The American Film Institute's Top 100 Films
comments by David Rosse
1)The Top Ten
No problems with Numbers 1, 2, and 3. But...... (there's
that word again), Gone with the Wind at #4 and The
Wizard of Oz at #6? GWTW, although a technical marvel
considering its age, contains laughable acting and is, more or
less, a long soap opera. It deserves a place between 101
and 200, but NOT in the Top Ten. Same for WOZ--this
movie is legendary because nearly everyone grew up with it.
But, watch it again--is it masterful cinema? Sure, it's
pleasing to the eye, but let's face it--it's a kid's fantasy. It
does belong in the top 100, but definitely not at #6. The
Graduate is a landmark film, but, like Easy Rider, time has
not been too kind to this picture. I would rank it somewhere
between 80 and 90. On the Waterfront is wonderful, gritty
cinema, but then again, so is A Face in the Crowd, another
great Kazan film that did not make the list! No qualms
about Lawrence of Arabia and Singin' in the Rain. I'll get
to Schindler's List in a minute.

- [Supplied material]
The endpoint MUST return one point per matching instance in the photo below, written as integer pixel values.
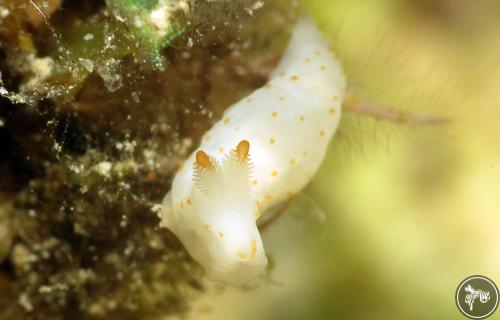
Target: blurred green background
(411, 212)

--

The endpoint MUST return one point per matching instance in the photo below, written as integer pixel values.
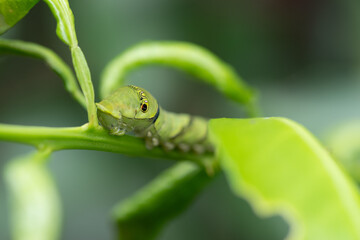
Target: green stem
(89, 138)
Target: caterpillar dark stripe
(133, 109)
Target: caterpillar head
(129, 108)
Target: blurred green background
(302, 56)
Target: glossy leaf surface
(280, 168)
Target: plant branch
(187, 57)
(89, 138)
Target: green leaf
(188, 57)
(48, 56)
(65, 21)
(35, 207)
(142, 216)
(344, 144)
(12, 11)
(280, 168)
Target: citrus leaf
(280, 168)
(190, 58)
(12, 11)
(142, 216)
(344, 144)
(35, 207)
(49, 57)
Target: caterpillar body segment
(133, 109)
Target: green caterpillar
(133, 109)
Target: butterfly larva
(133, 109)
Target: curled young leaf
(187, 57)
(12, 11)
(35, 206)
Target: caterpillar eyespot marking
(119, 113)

---

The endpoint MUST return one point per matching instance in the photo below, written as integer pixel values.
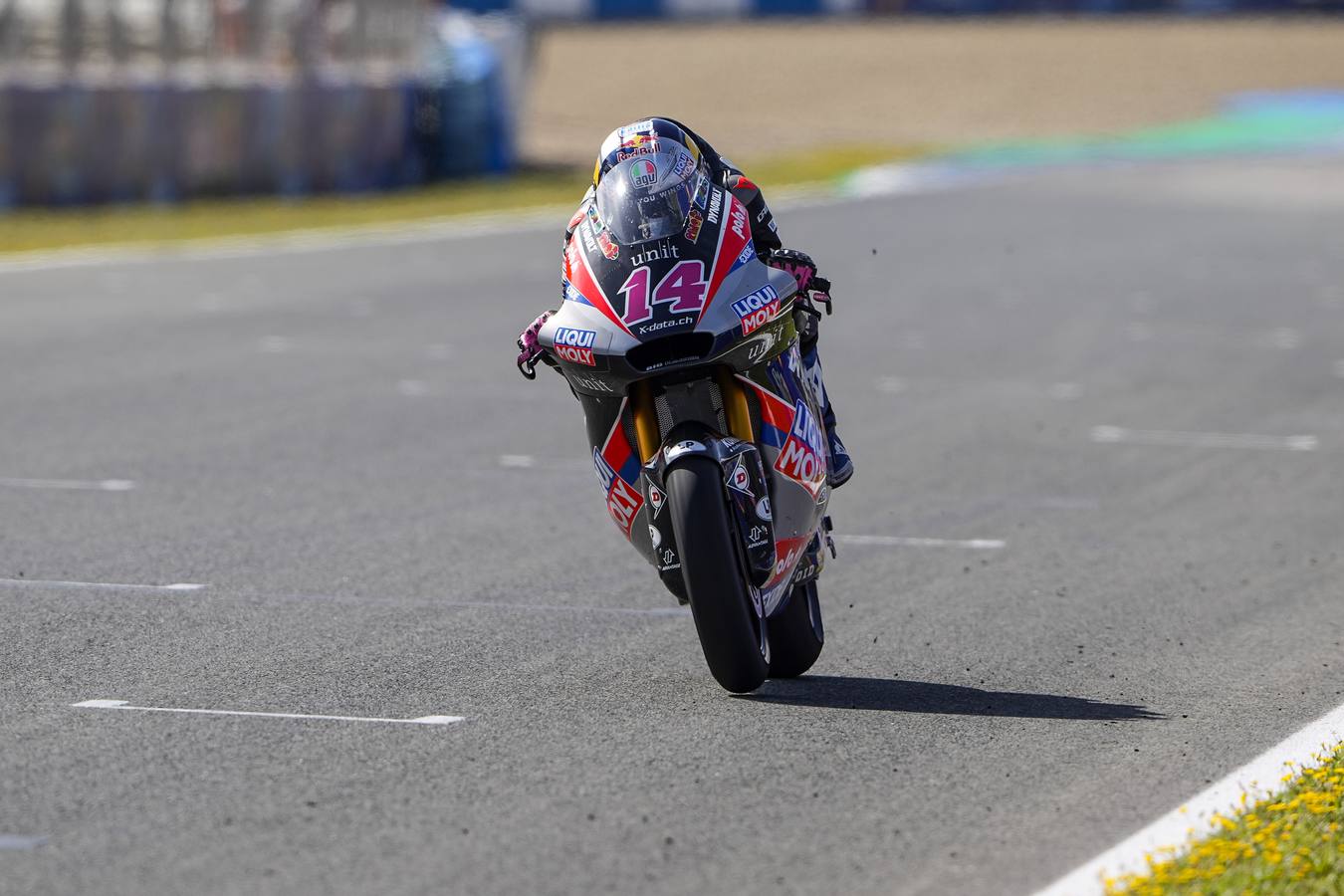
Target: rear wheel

- [What this task involves]
Pick up the commentary on the American Film Institute's Top 100 Films after its final sentence and write what comes next.

- [Final result]
2) Not Enough Comedy
Someone else on your site said the same thing. Woody
Allen is only represented by Annie Hall. Where's
Manhattan? Hannah and Her Sisters? The Purple Rose
of Cairo (his best film of the '80s, in my opinion)? Also, if
you want to include Airplane, you must include a Mel
Brooks film--either Young Frankenstein or Blazing
Saddles. Finally, I'm going out on a limb here--The Blues
Brothers. Love him or hate him, John Landis made a
coherent, wonderfully entertaining movie out of a mishmash
of car wrecks and musical interludes.
3) Not Enough Horror
OK, Frankenstein is there. But how about Dracula? The
Exorcist? The Haunting (the scariest film ever made, in my
book)? Alien? Aliens? Invasion of the Body Snatchers
(either Don Siegel's or Phil Kaufman's version)?
Halloween? Texas Chainsaw Massacre? Freaks?
Science fiction and horror were not represented enough,
and there were far too many musicals (can you name a great
musical made after 1965?)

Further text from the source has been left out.